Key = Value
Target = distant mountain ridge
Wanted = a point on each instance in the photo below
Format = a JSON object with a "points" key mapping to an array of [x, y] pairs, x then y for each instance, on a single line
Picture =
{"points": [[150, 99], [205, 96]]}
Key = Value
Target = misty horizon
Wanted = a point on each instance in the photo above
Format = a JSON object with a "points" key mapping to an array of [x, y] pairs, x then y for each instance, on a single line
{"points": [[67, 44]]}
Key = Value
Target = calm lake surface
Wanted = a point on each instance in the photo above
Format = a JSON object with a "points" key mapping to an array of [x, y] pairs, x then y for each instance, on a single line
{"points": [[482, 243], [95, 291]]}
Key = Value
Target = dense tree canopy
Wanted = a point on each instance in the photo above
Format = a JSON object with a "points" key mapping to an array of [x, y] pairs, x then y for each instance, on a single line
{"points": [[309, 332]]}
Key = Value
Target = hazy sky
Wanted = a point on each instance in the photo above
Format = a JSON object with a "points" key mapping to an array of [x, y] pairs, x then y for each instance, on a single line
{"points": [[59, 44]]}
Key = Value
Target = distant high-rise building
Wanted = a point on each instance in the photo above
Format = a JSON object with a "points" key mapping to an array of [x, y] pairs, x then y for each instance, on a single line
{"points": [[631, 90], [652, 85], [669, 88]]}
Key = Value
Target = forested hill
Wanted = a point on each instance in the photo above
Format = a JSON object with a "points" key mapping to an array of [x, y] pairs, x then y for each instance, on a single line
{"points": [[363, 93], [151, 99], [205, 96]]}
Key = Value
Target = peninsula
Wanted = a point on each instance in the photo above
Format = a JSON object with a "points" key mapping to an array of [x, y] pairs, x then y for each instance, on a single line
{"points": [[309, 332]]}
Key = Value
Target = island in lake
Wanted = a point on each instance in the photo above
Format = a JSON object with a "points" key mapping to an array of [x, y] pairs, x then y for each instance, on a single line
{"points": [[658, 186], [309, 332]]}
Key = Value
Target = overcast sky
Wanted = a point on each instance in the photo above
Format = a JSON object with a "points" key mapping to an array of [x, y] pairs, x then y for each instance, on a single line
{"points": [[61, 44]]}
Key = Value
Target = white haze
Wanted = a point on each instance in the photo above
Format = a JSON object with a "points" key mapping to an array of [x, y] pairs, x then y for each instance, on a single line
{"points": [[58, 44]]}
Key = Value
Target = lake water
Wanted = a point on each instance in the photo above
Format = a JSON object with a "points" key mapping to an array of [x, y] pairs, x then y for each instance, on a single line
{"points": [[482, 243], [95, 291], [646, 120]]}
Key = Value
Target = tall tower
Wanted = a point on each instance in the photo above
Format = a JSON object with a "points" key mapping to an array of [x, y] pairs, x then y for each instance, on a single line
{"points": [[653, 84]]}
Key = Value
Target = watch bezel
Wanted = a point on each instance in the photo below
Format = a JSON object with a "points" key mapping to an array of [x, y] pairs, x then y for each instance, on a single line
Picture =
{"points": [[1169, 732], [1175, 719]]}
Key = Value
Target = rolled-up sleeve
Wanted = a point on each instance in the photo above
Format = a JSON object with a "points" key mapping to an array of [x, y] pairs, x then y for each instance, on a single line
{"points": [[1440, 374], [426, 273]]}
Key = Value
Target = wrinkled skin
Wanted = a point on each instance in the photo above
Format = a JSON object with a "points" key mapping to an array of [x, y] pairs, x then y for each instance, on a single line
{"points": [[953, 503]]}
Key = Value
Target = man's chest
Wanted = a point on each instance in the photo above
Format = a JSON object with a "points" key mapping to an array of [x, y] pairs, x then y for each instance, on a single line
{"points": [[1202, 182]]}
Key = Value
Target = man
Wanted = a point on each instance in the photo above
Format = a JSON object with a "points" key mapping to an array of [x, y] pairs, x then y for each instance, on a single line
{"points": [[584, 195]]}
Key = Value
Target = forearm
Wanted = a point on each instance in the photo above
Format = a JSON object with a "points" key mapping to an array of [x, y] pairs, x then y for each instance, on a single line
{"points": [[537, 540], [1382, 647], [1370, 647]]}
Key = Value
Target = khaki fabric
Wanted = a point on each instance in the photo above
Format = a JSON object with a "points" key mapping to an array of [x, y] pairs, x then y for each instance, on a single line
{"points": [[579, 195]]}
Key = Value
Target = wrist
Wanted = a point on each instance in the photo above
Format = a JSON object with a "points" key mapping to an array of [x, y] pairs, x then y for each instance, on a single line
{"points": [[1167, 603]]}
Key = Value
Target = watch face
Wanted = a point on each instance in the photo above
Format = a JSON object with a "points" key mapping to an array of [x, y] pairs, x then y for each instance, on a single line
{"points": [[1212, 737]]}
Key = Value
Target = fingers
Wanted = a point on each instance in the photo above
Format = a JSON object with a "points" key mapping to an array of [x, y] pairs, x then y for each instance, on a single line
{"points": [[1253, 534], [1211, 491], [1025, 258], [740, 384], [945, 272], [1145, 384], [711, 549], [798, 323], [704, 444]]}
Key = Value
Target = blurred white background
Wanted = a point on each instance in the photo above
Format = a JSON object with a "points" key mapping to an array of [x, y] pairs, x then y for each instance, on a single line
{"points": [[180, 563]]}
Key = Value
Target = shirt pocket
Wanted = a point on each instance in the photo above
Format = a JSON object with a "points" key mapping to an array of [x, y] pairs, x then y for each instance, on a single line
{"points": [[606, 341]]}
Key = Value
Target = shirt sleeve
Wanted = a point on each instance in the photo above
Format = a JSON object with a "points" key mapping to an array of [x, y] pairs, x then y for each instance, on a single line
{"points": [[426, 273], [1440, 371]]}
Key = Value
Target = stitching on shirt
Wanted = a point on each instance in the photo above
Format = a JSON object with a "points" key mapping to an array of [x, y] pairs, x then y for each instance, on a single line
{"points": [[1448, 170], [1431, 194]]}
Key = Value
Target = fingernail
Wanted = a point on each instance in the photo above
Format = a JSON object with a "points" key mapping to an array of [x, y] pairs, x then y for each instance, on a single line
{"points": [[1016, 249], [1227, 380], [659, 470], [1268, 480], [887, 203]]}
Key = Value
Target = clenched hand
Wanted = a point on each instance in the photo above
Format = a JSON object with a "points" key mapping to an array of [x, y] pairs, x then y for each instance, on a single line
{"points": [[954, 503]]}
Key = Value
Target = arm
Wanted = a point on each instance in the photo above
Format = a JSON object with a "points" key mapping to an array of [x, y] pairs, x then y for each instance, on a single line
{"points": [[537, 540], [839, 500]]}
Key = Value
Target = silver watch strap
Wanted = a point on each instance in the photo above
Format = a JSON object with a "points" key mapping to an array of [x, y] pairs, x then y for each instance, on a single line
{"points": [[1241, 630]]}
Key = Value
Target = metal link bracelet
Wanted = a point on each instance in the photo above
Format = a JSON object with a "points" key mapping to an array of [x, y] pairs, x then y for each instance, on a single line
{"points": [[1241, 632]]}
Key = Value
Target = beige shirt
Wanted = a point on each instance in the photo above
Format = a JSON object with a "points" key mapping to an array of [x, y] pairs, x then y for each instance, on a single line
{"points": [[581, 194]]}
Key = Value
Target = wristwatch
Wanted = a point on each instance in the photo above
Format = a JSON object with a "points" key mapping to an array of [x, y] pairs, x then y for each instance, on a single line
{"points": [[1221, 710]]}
══════
_Written problem_
Your task is to repeat each line of the material exactly.

_Answer_
Key = Value
Target = distant mountain ridge
Wanted = a point on each instance in the photo below
Format = a JSON object with a "points" key mapping to an array of [x, y] pairs, x then y for each instance, on a single line
Picture =
{"points": [[150, 99], [205, 96]]}
Key = Value
Target = misty horizon
Wanted = a point on each instance in the photo above
Format = a JSON object with a "points" key mapping to an array of [x, y] pairs, x then y for each instance, on a single line
{"points": [[67, 44]]}
Key = Value
Target = calm lake surface
Wanted = a point on each instance in the photo above
Format = a JSON object with a "points" key mapping to an array of [x, y] pairs, x then y for each instance, on a single line
{"points": [[482, 243], [95, 291]]}
Key = Value
Target = dense tree canopy
Wanted = a point on each instance in the photo above
Format = a JSON object with a "points" key mapping to an array of [x, y] pairs, x then y for each instance, on a single line
{"points": [[309, 332]]}
Key = Value
Target = hazy sky
Wanted = a point on each instance in the photo above
Format = a JSON object with a "points" key mapping to an array of [x, y] pairs, x then y for each instance, on a single line
{"points": [[59, 44]]}
Key = Value
Target = distant high-rise building
Wanted = a point on each instance in the photo above
Format = a JSON object with a "points" key mapping to an array of [x, y] pairs, x then y for each instance, on a single line
{"points": [[631, 90], [652, 85], [669, 88]]}
Key = Value
Target = forested hill
Wanted = a point on each instance in the photo above
Format = a JSON object with a "points" key mapping to an array of [x, y] pairs, x then y for each instance, on a single line
{"points": [[363, 93], [151, 99], [205, 96]]}
Key = Value
Target = peninsula
Wanted = a point on each instance in the photo above
Format = a JSON object with a "points" key mapping to an array of [x, y] pairs, x then y for each instance, on a single line
{"points": [[309, 332]]}
Key = Value
Target = island in lake
Wanted = a point on each instance in the photo above
Format = a JSON object with a "points" key mapping to an array of [x, y] pairs, x then y for each instance, on a single line
{"points": [[658, 186], [309, 332]]}
Key = Value
Target = overcast sky
Wanted = a point on each instance in the photo above
Format = a JSON object with a "points" key mapping to an array of [x, y] pairs, x then y for each instance, on a single line
{"points": [[61, 44]]}
Key = Value
Target = white haze
Wanted = a point on each instance in the photo above
Format = a JSON object with a "points" key mapping to an array of [x, y] pairs, x then y for each instance, on a single line
{"points": [[58, 44]]}
Key = Value
Target = lake water
Wanted = a point on each instance in the photo above
Format = a JSON object with a "points" key mapping to an array of [x, y] pairs, x then y for each instance, on a single line
{"points": [[482, 243], [95, 291], [646, 120]]}
Key = Value
Target = tall tower
Wanted = a point on each instance in the photo above
Format = a JSON object with a "points" key mapping to an array of [x, y] pairs, x then y for each instance, on a single line
{"points": [[653, 84]]}
Key = Value
Target = watch bezel
Wanted = a point on each instance in the photo below
Format = a JSON object with a "points" key mapping to an array of [x, y] pairs, x then y for each instance, on a single line
Picture =
{"points": [[1169, 732], [1175, 719]]}
Key = Value
Target = rolled-up sleeve
Wanted = a point on each instance in the photo above
Format = a JSON object with a "points" key mapping to an array of [x, y] pairs, x then y for each instance, on a single line
{"points": [[1440, 374], [426, 273]]}
Key = Value
Target = wrinkled skin
Wanted = a point on each instance in the photo above
Format = a JSON object with a "points" key mapping to an array of [x, y] pairs, x then y for each instance, on a single line
{"points": [[953, 503]]}
Key = Value
Target = man's chest
Wanted = a point on each instance in the photo above
Format = a JSON object with a "points" key mapping to an array of [x, y] pairs, x then y for each instance, on a single line
{"points": [[1202, 182]]}
Key = Value
Target = man
Wanted = a point on each instance in the photo above
Format = a JSON object with a "points" key mapping to an array of [x, y] pairs, x then y for each instance, on a single line
{"points": [[584, 195]]}
Key = Value
Target = forearm
Wanted = a point on each instance in the photo above
Format = a JSON object with a "points" key mapping to an array of [x, y] pairs, x then y for each instance, on a single line
{"points": [[537, 540], [1382, 647], [1370, 647]]}
Key = Value
Target = khaki fabric
Wanted = a point on each instance in the photo above
Format = a JSON object with a "points" key mapping to an array of [x, y] pairs, x then y for each instance, on a single line
{"points": [[579, 195]]}
Key = Value
Target = wrist
Wanted = a point on each instance in the photo above
Format = a JSON object with a "points" key mapping to an array of [x, y] pairs, x then y for each instance, on a single line
{"points": [[1167, 603]]}
Key = Value
Target = watch face
Wanted = a point on each instance in the photo above
Format = a JSON object with a "points" key mapping to an array of [x, y] pairs, x then y for each instance, on a single line
{"points": [[1212, 737]]}
Key = Value
Target = fingers
Wanted = a point on each instance in the photo above
Format = a JSON object with a "points" key mapping to an array of [x, y] pairs, x then y for each instance, on a single line
{"points": [[1253, 534], [1211, 491], [1025, 258], [740, 384], [945, 272], [1145, 384], [711, 549], [798, 323], [704, 444]]}
Key = Value
Target = blurred white background
Wanted = a point on each instance in the photo above
Format = a JSON object with a "points" key mapping to an array of [x, y] pairs, x then y for each instance, on a single line
{"points": [[180, 563]]}
Key = Value
Target = shirt pocket
Wanted = a point on each instance in the photo above
Format = a JSON object with a "points" key mapping to an array of [x, y] pairs, x then y for each instance, on a single line
{"points": [[606, 341]]}
Key = Value
Target = shirt sleeve
Wanted = a point on each instance in the photo above
Format = a JSON object with a "points" key mapping to an array of [x, y] pairs, x then y for each instance, on a single line
{"points": [[426, 273], [1440, 371]]}
Key = Value
Target = stitching on shirt
Wanted = a point on each instance in the photo above
Format = a JSON object with a "points" key mapping to an array of [x, y] pairs, x then y for each instance, on a single line
{"points": [[1448, 170], [1431, 194]]}
Key = Value
Target = fingernail
Wanted = a point on each instance in the photo above
Format = a JSON object with a "points" key mapping to an array of [x, y] pairs, x then y for each instance, on a single line
{"points": [[1016, 249], [1227, 380], [659, 470], [1268, 480], [887, 203]]}
Key = Value
Target = clenched hand
Wanted = a point on each instance in the photo above
Format = a JSON object with a "points" key mapping to an array of [x, y] pairs, x then y for each instance, on a single line
{"points": [[954, 503]]}
Key = Value
Target = arm
Wanted = a point on each instance in the photo above
Format = a JSON object with a "points" key mapping to an array of [x, y] pairs, x then y for each instance, on a single line
{"points": [[537, 540], [839, 500]]}
Key = Value
Target = silver watch strap
Wanted = a point on each instance in the photo above
Format = a JSON object with a "points" key mapping to an array of [x, y] pairs, x then y for each instance, on a single line
{"points": [[1241, 630]]}
Key = Value
Target = metal link bracelet
Wanted = a point on each instance in the photo above
Format = a JSON object with a "points" key mapping to an array of [x, y] pairs, x then y for each instance, on a single line
{"points": [[1241, 632]]}
Key = Value
Target = beige shirt
Wanted = a point on each instance in the photo above
Format = a JSON object with a "points" key mapping to an array of [x, y] pairs, x then y for each instance, on a single line
{"points": [[581, 194]]}
Key = Value
Target = wristwatch
Wanted = a point on each instance in the photo above
Format = a JSON object with a "points" key mapping to an array of [x, y] pairs, x then y for each instance, on a single line
{"points": [[1221, 710]]}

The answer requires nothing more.